### Given request A
Report each line of the listing below that includes the string "housing".

### Excerpt
What if We All Know the Good?

Ben Gibran
3 min readAug 10, 2020

And it’s the same for all of us

Photo from UN Department of Public Information via Wikimedia (public domain)

Some disciplines have a ‘blind spot’, assumptions that go largely unquestioned because they justify the existence of the discipline. For philosophical ethics, that blind spot is the assumption of moral ignorance, that there are circumstances in which we do not know the right thing to do. Moral ignorance is not ignorance of relevant facts, such as not knowing that a piano is falling as you walk under it. That kind of factual ignorance is not the focus of ethics, which is concerned with which decision is the right one if all relevant facts are known.

So the question arises, is there moral ignorance? Barring insanity, immaturity, or factual ignorance of the sort that would render the actor less culpable, is there some kind of theoretical ignorance that justifies the task of philosophical ethics? It turns out that the existence of moral ignorance is far from obvious.

Some would reply that if there is no moral ignorance, in what sense can we improve on someone else’s moral beliefs, or for that matter, our own? If I believe that eating meat is unethical for everyone, do I therefore believe that meat-eaters are ignorant of something that I know? If I don’t believe they’re ignorant, then in what sense are they in error?

Some may argue that meat-eaters are ignorant of the conditions of animal slaughter. In other words, meat-eaters lack the experiential knowledge that might cause them to go vegan after visiting a slaughterhouse, for instance.

This is a dangerous argument, because experience goes both ways. For example, slaughterhouse workers can become desensitized to the routine violence of their workplace, and many have no qualms eating meat. Taking drugs or joining a cult could impair our ability to objectively judge the merits of either activity.

### Material supplied

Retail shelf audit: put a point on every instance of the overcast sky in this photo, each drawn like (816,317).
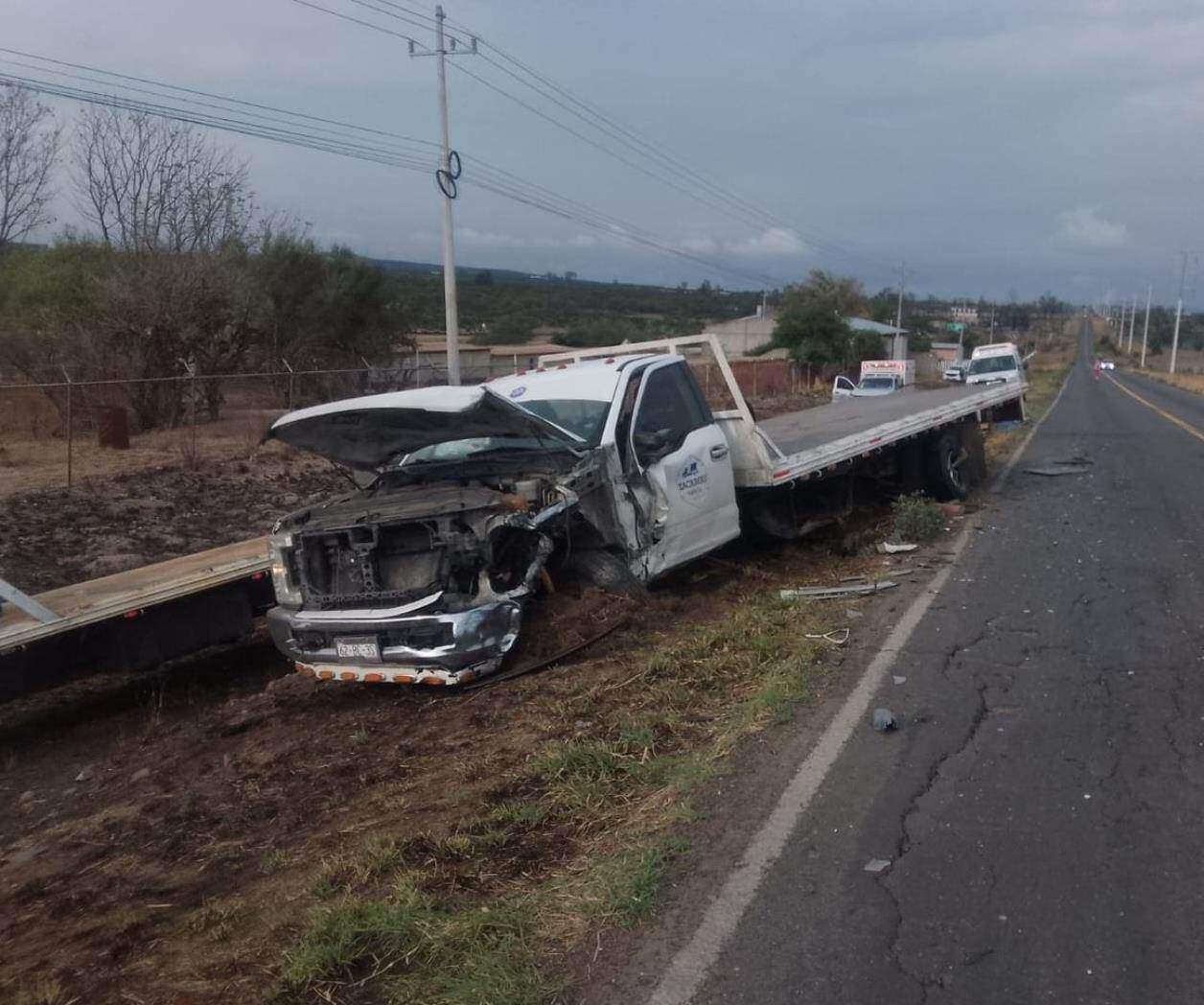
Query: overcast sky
(1025,145)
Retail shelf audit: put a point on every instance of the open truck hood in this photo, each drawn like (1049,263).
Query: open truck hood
(367,432)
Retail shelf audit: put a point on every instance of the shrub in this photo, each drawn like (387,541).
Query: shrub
(916,517)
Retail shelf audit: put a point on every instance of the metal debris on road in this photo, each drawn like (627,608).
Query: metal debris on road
(827,593)
(838,637)
(884,721)
(887,548)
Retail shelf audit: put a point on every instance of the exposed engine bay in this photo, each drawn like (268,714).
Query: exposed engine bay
(423,580)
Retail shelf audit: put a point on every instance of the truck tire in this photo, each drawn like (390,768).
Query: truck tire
(606,572)
(950,471)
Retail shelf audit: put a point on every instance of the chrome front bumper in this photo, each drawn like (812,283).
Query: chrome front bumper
(474,643)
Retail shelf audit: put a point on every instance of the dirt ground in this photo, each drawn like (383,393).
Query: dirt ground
(52,538)
(166,834)
(165,831)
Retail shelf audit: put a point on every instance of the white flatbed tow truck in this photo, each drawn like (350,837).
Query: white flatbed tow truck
(788,474)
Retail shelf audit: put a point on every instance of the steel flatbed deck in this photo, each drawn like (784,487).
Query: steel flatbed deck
(135,619)
(808,442)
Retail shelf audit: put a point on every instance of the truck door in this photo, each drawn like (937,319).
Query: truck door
(681,470)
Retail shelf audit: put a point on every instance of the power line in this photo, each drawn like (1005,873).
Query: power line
(495,179)
(733,205)
(217,97)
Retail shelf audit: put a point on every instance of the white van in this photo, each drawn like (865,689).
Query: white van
(995,362)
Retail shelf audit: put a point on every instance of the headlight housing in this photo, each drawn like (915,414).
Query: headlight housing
(280,549)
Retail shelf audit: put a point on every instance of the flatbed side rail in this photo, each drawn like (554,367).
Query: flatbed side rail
(818,459)
(666,345)
(131,601)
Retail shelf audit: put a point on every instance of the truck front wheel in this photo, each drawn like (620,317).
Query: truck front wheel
(950,466)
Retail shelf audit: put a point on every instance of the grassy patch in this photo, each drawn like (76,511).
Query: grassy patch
(916,517)
(579,836)
(418,949)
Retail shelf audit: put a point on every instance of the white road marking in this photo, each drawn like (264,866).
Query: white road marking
(690,967)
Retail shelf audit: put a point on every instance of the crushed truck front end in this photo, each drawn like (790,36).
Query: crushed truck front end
(422,575)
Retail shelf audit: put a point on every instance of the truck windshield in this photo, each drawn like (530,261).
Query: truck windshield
(579,416)
(475,447)
(993,364)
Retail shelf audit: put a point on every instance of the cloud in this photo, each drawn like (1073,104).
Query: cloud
(1086,229)
(775,243)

### Given request B
Write the next part of the essay on moral ignorance above, starting right after its final sentence.

### Written answer A
Retail shelf audit: put a point on every instance of the headlight housing in this photo, each drawn like (915,414).
Query: headlight housing

### Written answer B
An alternative, though unpopular, proposal is that barring the usual exceptions such as lack of mental capacity, we all know right from wrong, and it’s the same rights and wrongs for all of us. This view is not as outlandish as it seems.

One oft-mentioned objection is that differences between cultures make it unlikely that we all share the same morality. However, people differ in the wrongs they regularly do, and the excuses they make for doing them. Why shouldn’t cultures? After all, people often go wrong in groups. There’s even a name for it, groupthink.

If moral principles are innate and universal, then culture plays no part in inventing them, only in reinforcing, ignoring, or subverting them in ways that can vary between cultures, as between persons. Some may object to this kind of universalism on the grounds that it doesn’t offer a recipe for resolving moral disputes. Well, neither does moral philosophy.

In reality, such disputes are resolved (if at all) pragmatically, either through formal mechanisms such as negotiations, or if all else fails, violence. More attention is usually paid to the facts surrounding the dispute, or to the preponderance of power, than to abstract ethical theories.

So in terms of dispute-resolving capacity, the assumption of either moral ignorance or cultural relativism has no advantage over assuming that the moral code is the same for, and known to, everyone (despite personal or cultural rationalizations to the contrary).

One advantage of the idea that moral principles are universal and innate is that it allows us to make moral claims across cultures, which is what the Universal Declaration of Human Rights does, for example. Otherwise, there’s always the excuse of ‘cultural difference’, and where do we draw the boundaries between cultures?

There are cultural differences within countries, between neighborhoods in the same city, even between families. Unless we can make a distinction between morality and culture, then both are reduced to the art of ‘getting along’, and historically that usually ends up favoring those who know how to exploit the dark side of the art.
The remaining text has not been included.